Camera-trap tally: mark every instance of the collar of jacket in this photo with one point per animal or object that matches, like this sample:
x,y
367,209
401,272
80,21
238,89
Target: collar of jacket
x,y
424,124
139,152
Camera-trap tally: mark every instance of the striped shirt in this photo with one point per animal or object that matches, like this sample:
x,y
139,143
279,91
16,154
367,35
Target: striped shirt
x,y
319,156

■ **Task requirements**:
The material above must be output in full. Keep every word as it is.

■ **Response to this exercise**:
Camera-trap tally: mark every instance of the collar of jacket in this photo with one point per animal or object that matches, like this sample:
x,y
367,209
401,272
80,21
238,89
Target: collar of jacket
x,y
424,124
139,152
Camera-trap tally: mark every instance of the striped shirt in this photo with one point per animal or object that matches, like this sample:
x,y
139,143
279,91
16,154
367,35
Target: striped shirt
x,y
319,156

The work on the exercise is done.